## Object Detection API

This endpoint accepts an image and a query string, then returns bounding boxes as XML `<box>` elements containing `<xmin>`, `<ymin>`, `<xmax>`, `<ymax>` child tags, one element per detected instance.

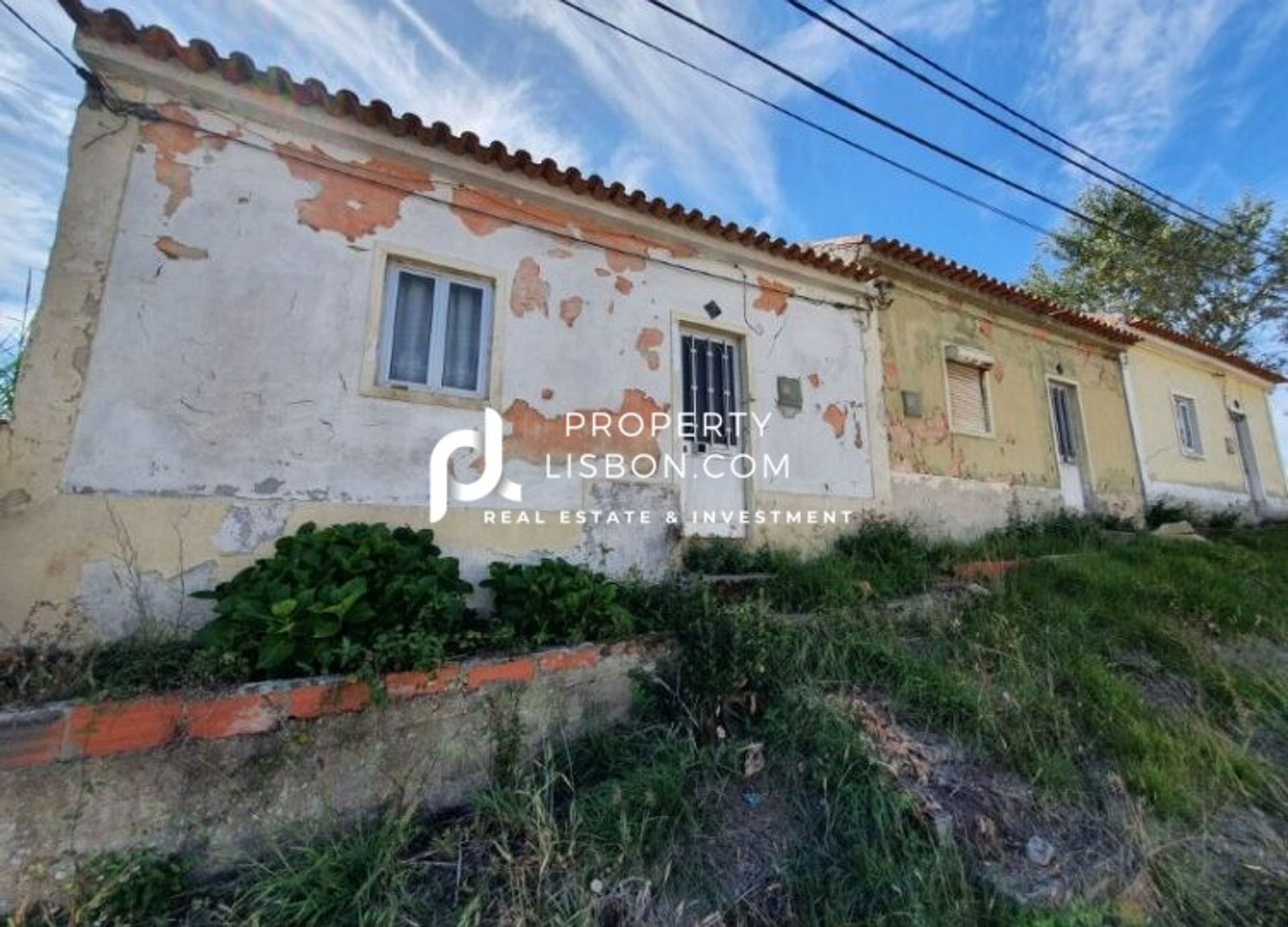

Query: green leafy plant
<box><xmin>684</xmin><ymin>538</ymin><xmax>781</xmax><ymax>574</ymax></box>
<box><xmin>483</xmin><ymin>557</ymin><xmax>634</xmax><ymax>647</ymax></box>
<box><xmin>74</xmin><ymin>850</ymin><xmax>192</xmax><ymax>927</ymax></box>
<box><xmin>196</xmin><ymin>523</ymin><xmax>473</xmax><ymax>676</ymax></box>
<box><xmin>1145</xmin><ymin>497</ymin><xmax>1199</xmax><ymax>528</ymax></box>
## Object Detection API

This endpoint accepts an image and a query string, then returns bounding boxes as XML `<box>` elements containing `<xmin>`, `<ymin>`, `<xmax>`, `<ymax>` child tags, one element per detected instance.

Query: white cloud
<box><xmin>851</xmin><ymin>0</ymin><xmax>997</xmax><ymax>42</ymax></box>
<box><xmin>1030</xmin><ymin>0</ymin><xmax>1240</xmax><ymax>170</ymax></box>
<box><xmin>121</xmin><ymin>0</ymin><xmax>585</xmax><ymax>164</ymax></box>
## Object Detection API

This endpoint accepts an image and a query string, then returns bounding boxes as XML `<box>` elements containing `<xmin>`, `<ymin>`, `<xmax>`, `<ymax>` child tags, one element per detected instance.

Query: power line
<box><xmin>7</xmin><ymin>0</ymin><xmax>1267</xmax><ymax>308</ymax></box>
<box><xmin>644</xmin><ymin>0</ymin><xmax>1265</xmax><ymax>286</ymax></box>
<box><xmin>784</xmin><ymin>0</ymin><xmax>1274</xmax><ymax>255</ymax></box>
<box><xmin>823</xmin><ymin>0</ymin><xmax>1246</xmax><ymax>241</ymax></box>
<box><xmin>557</xmin><ymin>0</ymin><xmax>1055</xmax><ymax>235</ymax></box>
<box><xmin>0</xmin><ymin>0</ymin><xmax>94</xmax><ymax>83</ymax></box>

★ ★ ★ ★ ★

What is expected: Please copy the lines word for word, beginning with the first line at the top and stopping after the line that has "Query: green leafy plant". Leave the pictures out of your copy.

Written reply:
## Object Detection API

This endpoint accepts an image and a query string, then returns bounding boxes as XML `<box>` elements containing `<xmin>`, `<ymin>`, `<xmax>`, `<ymax>` child tags, one element per detected instance.


Query: green leafy plant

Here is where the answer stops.